• **WHAT IS EXPECTED**
Reproduce the records exactly.

*** DATASET RECORDS

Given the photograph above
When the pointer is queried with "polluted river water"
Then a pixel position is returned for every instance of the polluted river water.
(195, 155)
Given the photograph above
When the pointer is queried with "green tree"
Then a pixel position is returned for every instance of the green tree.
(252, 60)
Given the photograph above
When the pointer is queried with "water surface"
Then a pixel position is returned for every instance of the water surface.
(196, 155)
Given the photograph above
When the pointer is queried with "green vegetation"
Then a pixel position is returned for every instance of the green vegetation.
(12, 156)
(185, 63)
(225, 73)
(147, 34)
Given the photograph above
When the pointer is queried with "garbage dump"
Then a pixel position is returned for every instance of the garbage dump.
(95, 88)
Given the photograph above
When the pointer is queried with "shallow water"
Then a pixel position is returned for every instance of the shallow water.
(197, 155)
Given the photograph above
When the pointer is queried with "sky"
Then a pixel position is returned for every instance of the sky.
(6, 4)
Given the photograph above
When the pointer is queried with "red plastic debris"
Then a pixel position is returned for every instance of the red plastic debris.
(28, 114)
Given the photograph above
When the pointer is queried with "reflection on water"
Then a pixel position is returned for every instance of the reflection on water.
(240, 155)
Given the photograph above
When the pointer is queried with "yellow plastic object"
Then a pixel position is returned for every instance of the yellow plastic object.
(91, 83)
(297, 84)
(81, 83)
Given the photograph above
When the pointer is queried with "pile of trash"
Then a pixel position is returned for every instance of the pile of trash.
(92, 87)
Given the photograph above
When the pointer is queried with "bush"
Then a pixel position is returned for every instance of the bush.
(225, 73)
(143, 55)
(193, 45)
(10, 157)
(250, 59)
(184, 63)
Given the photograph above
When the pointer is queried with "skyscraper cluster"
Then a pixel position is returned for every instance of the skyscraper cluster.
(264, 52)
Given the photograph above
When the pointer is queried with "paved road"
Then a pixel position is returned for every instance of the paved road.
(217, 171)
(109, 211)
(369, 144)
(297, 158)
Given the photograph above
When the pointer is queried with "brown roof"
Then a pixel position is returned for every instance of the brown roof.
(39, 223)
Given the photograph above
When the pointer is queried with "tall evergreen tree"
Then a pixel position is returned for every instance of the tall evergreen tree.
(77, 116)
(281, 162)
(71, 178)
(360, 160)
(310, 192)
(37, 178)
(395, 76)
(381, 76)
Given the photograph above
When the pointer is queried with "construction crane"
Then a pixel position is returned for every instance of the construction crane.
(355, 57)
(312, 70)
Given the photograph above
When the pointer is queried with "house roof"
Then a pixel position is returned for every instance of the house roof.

******

• **EXPECTED ANSWER**
Given the photograph above
When the pointer is queried with "polluted river water"
Then a pixel position is returned for every instance of the polluted river water.
(195, 155)
Given the photograph above
When the pointer is queried with "green tree"
Then a pixel position is returned for every instance of the green tree.
(252, 60)
Given the photograph above
When the pointer is queried with "water surface"
Then a pixel position is returned for every instance of the water surface.
(196, 155)
Given the photograph above
When the pointer is queried with "green vegetation"
Then a pixel position is returned for every instance of the green vegetation.
(12, 156)
(185, 63)
(225, 73)
(147, 34)
Given the photograph above
When the pointer is queried with "garbage dump"
Then a pixel position is returned for every instance of the garbage dump.
(95, 88)
Given the photograph above
When the pointer is queried with "shallow water"
Then a pixel position is returned for every instance of the shallow water.
(197, 155)
Given the photograph above
When the pointer is queried with "sky"
Then a pixel position is returned for every instance of the sky.
(6, 4)
Given the photograph above
When the pointer is queried with "red plastic debris"
Then a pixel position is returned for every instance of the red plastic debris.
(28, 114)
Given the photograph above
When the pointer is queried with "reflection on water"
Then a pixel position is returned for every instance of the reflection on water.
(240, 155)
Given the photograph above
When the pointer is queried with "yellow plastic object"
Then a pixel position is returned for every instance of the yellow plastic object.
(91, 83)
(297, 84)
(81, 83)
Given the photograph above
When the pointer is queried with "pile of trash"
Then a pixel position is returned for every instance of the pile of trash.
(92, 87)
Given the photograph above
When the pointer is queried with "bush"
Then a pixel position is returned for every instance of the bush.
(225, 73)
(143, 55)
(193, 45)
(10, 157)
(250, 59)
(184, 63)
Given the photograph above
When the pointer is queried with "skyscraper cluster"
Then a pixel position is returned for every instance of the skyscraper cluster.
(264, 52)
Given the photograph above
When the pointer is queried with "paved road"
Then a pixel position is returned for every instance of the paved road.
(217, 171)
(109, 211)
(369, 144)
(297, 158)
Given the photograph above
When the pointer is queried with "brown roof"
Then a pixel position is returned for every instance of the brown roof.
(39, 223)
Given the photograph above
When the pointer is queried with "tall evergreen tree"
Then a pixel position is returned for every instance of the tall evergreen tree.
(77, 116)
(281, 162)
(71, 178)
(360, 160)
(310, 192)
(37, 178)
(395, 76)
(381, 76)
Given the photograph above
When the pointer is queried with "construction crane"
Then a pixel position is returned for every instance of the construction crane.
(355, 57)
(312, 70)
Given the photograph above
When the pointer is queried with "house roof"
Then a pixel position is returned for every instance of the house roof.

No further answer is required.